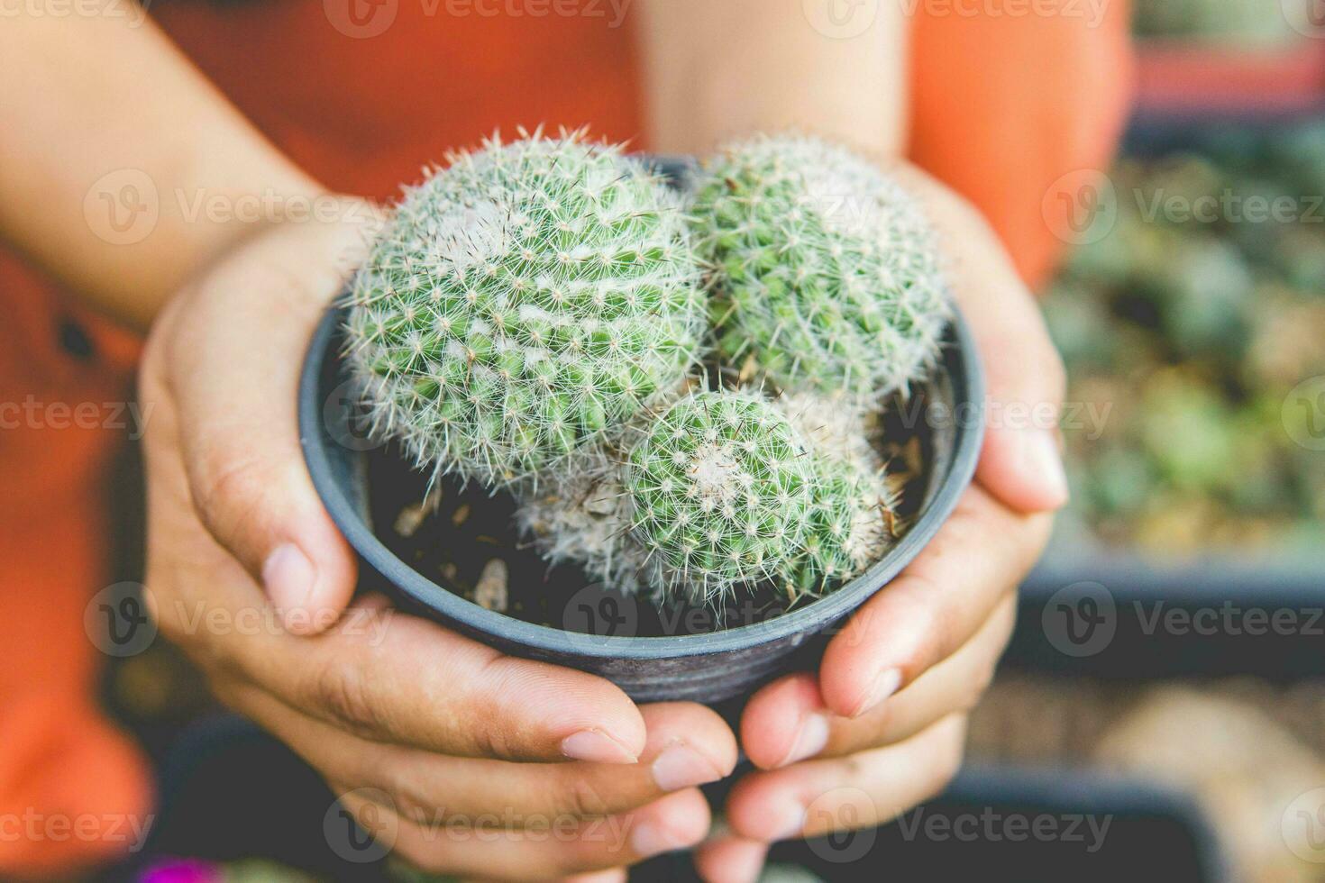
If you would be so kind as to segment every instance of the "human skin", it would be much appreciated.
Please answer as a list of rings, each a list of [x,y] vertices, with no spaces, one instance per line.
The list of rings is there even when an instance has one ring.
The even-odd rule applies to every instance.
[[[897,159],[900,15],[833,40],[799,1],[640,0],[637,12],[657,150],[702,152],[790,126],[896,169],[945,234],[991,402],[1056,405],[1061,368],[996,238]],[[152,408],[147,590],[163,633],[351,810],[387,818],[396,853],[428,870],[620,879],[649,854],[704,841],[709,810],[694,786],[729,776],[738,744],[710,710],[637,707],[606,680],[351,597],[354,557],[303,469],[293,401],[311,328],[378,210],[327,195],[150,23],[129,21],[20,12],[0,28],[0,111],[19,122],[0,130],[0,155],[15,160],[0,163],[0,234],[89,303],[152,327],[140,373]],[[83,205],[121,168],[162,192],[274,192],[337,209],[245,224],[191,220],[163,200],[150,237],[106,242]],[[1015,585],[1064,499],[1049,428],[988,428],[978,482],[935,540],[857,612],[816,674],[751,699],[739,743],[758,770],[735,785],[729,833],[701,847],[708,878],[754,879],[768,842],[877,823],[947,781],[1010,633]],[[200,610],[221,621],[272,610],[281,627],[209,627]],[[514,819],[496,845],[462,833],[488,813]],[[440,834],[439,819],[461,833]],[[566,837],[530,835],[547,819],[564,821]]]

####################

**Work to be completed:**
Copy out the material above line by line, shifting every x and y coordinate in the polygon outlines up by 139 and leaving all the wording unchanged. Omit the pictures.

**The result:**
If you would be so kind as to segment every instance of the "human skin", it would be much appreciated.
Please answer as a list of rings, each a list of [x,y] vertices, with no spaces, one instance per line.
The list of rings is there even when an instance has one ring.
The even-odd rule applies to every instance.
[[[1036,298],[1039,154],[972,179],[938,140],[779,139],[776,151],[796,289],[841,291],[929,265],[1035,308],[1084,373],[1130,541],[1195,544],[1200,507],[1135,377]],[[291,547],[286,729],[302,772],[490,949],[526,957],[535,992],[567,1009],[759,1018],[788,993],[843,980],[848,949],[833,925],[868,915],[877,883],[849,849],[776,846],[745,819],[490,736],[493,696],[442,608],[432,540],[450,467],[517,349],[466,334],[289,162],[268,160],[159,151],[139,167],[139,250],[158,261],[139,269],[139,294],[154,299],[139,302],[139,373],[228,442],[291,466],[279,512]],[[222,344],[260,307],[301,331],[413,331],[476,348],[384,363],[330,359],[302,339],[289,376],[245,381]],[[1154,724],[1203,638],[1188,567],[1127,567],[1117,621],[1074,679],[996,751],[955,813],[890,838],[878,882],[897,909],[874,924],[868,972],[840,986],[847,1017],[893,1018],[907,981],[1016,962],[1086,920],[1149,772]],[[339,749],[360,760],[411,749],[420,766],[348,766]],[[653,958],[635,984],[601,972],[627,952]],[[579,973],[578,958],[600,972]],[[705,976],[669,974],[686,958],[703,960]]]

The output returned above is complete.